→ EXTRACT PROVIDED
####

Lady and the Dyke: The Queer Possibilities of ‘Downton Abbey’

Straddling the Edwardian and interwar era, Downton Abbey’s temporality has particularly queer resonances. There’s the Lady and the Dyke, afterall.

Weekend croquet parties, tight uniforms on broad-shouldered grooms, rooms full of delicate porcelain – the English country house and its social pleasures strike a particular register of gay male culture. From cottages to grand estates, this bucolic setting has been charging plots with camp and gravitas since before the decline of the aristocracy. In tandem with a recent rise in social inequality, the country house appeal has increased, gaining mainstream success in films like Gosford Park and, of course, the ITV television drama, Downton Abbey.

Downton Abbey has succeeded by balancing a slightly ridiculous plot and surface-level character development with superb attention to the details of fashion, décor, and etiquette. Although the aesthetic appeal of chintz fabrics and Wedgewood china has always struck a chord among the toff register of gay male audiences, the country house is also one of the few acceptable genres for representing historical homosexuality to contemporary popular audiences.

Straddling the Edwardian and interwar era, Downton Abbey’s temporality has particularly queer resonances. Gay Producer Ismail Merchant and Director James Ivory successfully captured the same period in their adaptations of novels by E. M. Forster and Henry James. Their films stage romantic entanglements and social faux pas against a backdrop of decadent aristocrats and the respectable, hypocritical middle classes and have became so signature that Merchant & Ivory now denotes a genre.

####

→ DATASET

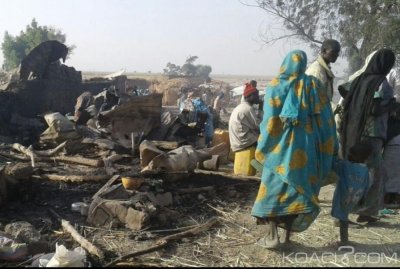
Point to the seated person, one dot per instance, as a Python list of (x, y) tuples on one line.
[(82, 113)]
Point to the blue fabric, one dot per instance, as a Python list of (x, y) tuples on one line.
[(202, 107), (297, 144), (350, 189)]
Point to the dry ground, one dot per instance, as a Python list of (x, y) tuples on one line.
[(230, 243)]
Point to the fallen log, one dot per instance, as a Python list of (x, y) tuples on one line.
[(165, 240), (72, 178), (44, 153), (166, 145), (194, 190), (228, 175), (92, 249), (67, 159)]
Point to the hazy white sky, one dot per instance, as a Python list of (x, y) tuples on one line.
[(143, 35)]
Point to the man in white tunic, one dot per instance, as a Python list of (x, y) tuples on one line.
[(321, 69), (244, 123)]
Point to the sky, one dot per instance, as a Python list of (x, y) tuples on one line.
[(144, 35)]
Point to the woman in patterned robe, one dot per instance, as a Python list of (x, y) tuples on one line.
[(297, 146)]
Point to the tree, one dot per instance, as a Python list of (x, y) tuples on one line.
[(189, 69), (15, 48), (361, 26)]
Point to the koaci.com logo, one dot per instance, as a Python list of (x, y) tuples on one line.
[(350, 256)]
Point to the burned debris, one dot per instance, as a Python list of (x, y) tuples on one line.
[(112, 135)]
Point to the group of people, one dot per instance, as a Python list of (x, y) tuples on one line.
[(197, 116), (305, 141)]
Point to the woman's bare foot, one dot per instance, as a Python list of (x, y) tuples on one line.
[(270, 241)]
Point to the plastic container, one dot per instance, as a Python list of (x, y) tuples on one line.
[(242, 165), (220, 136)]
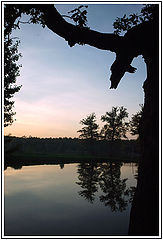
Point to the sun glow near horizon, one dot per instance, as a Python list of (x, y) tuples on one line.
[(62, 85)]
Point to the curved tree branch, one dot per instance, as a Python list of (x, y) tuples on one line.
[(74, 34)]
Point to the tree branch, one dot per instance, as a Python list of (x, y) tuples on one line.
[(74, 34)]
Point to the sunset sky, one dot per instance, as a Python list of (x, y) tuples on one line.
[(62, 85)]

####

→ WORK TO COMPLETE
A: Retype the Downton Abbey article word for word, everything from "Weekend croquet parties, tight" down to "drama, Downton Abbey.".
B: Put this sentence from the Downton Abbey article into Spanish: "Downton Abbey has succeeded by balancing a slightly ridiculous plot and surface-level character development with superb attention to the details of fashion, décor, and etiquette."
Rely on the Downton Abbey article and nothing else.

→ RESPONSES BY TASK
A:
Weekend croquet parties, tight uniforms on broad-shouldered grooms, rooms full of delicate porcelain – the English country house and its social pleasures strike a particular register of gay male culture. From cottages to grand estates, this bucolic setting has been charging plots with camp and gravitas since before the decline of the aristocracy. In tandem with a recent rise in social inequality, the country house appeal has increased, gaining mainstream success in films like Gosford Park and, of course, the ITV television drama, Downton Abbey.

B: Downton Abbey ha triunfado equilibrando una trama un tanto ridícula y un desarrollo superficial de los personajes con una atención excelente a los detalles de la moda, la decoración y la etiqueta.